■ WORKING DATA ■
==*==

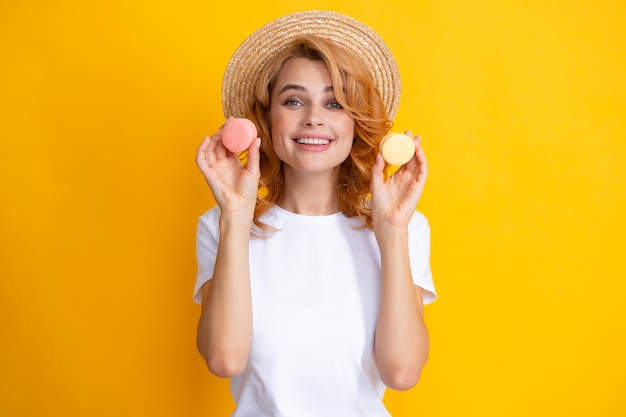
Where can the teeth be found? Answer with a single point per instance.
(312, 141)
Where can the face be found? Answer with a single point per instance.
(311, 132)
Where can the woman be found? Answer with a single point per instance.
(313, 267)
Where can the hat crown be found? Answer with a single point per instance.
(348, 33)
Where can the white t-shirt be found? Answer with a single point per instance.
(315, 287)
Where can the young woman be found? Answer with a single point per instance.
(313, 268)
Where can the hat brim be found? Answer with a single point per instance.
(253, 54)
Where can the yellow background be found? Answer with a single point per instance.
(522, 109)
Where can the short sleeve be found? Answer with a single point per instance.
(419, 252)
(207, 238)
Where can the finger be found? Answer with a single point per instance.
(422, 164)
(254, 156)
(377, 172)
(202, 151)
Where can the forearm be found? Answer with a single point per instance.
(225, 326)
(401, 341)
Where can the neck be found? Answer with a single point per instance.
(312, 195)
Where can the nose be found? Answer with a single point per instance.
(313, 117)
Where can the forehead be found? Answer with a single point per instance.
(303, 70)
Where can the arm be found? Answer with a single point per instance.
(225, 325)
(401, 342)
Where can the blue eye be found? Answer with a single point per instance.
(292, 103)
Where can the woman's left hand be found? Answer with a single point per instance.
(394, 201)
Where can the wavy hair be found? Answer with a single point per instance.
(355, 91)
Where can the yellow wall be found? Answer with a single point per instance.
(523, 114)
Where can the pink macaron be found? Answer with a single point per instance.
(238, 134)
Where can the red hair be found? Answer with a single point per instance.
(355, 91)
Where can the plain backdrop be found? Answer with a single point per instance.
(521, 107)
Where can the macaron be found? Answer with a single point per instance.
(397, 148)
(238, 134)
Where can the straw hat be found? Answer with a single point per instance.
(252, 55)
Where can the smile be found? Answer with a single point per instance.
(312, 141)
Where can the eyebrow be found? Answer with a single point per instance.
(298, 87)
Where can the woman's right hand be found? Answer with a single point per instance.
(234, 186)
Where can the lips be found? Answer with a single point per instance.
(312, 141)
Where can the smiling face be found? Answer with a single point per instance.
(311, 132)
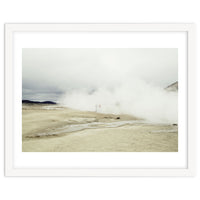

==*==

■ WHAT YOU SHOULD DO ■
The result should be the material above, unchanged and free of pictures; please print it.

■ EXPECTED ANSWER ■
Where can the teeth be found? Answer with a single point per instance.
(312, 141)
Where can the face be found? Answer with a single point per instance.
(311, 132)
Where can the woman be found? Answer with a single point per instance.
(313, 267)
Where can the hat crown be found? Answer with a single point per instance.
(348, 33)
Where can the white t-shirt be found? Answer with a single point per instance.
(315, 287)
Where can the young woman be found? Answer with a single point per instance.
(313, 268)
Where can the hat brim be found? Answer with a single point per instance.
(253, 54)
Where can the yellow background be found? Answer with a single point per instance.
(522, 109)
Where can the short sleeve be found? Answer with a single point per instance.
(419, 252)
(207, 238)
Where can the finger be found? Answer with a single point per instance.
(422, 164)
(254, 156)
(377, 172)
(202, 151)
Where can the forearm be found? Answer with a single point per instance.
(225, 326)
(401, 341)
Where can the neck be found? Answer with a single point per instance.
(312, 195)
Where can the nose be found? Answer with a single point per instance.
(313, 117)
Where can the forehead be found? Answer with a single point per instance.
(303, 70)
Where can the arm be found? Answer with a single point per instance.
(225, 325)
(401, 342)
Where can the blue eye be found? Answer with a single point per instance.
(292, 103)
Where can the woman's left hand be found? Answer with a single point per instance.
(394, 201)
Where can the wavy hair be found? Answer with a single point per instance.
(355, 91)
Where can the yellow wall be found? Answer with a single point per instance.
(523, 114)
Where can the pink macaron be found? Answer with a single point per instance.
(238, 134)
Where can the red hair be found? Answer with a single point per instance.
(355, 91)
Where can the plain backdrop be found? Answer with a single point per instance.
(521, 107)
Where can the macaron be found? Answer with a single point per instance.
(397, 148)
(238, 134)
Where can the straw hat be found? Answer with a single point per instance.
(252, 55)
Where can the smile be found? Answer with a single point per instance.
(312, 141)
Where can the eyebrow be found? Answer with a single point per instance.
(298, 87)
Where can the woman's right hand be found? Answer with a single point per instance.
(234, 186)
Where can the lips be found? Answer with a single point per instance.
(312, 141)
Where can the smiling face be found? Answer with a single point per instance.
(311, 132)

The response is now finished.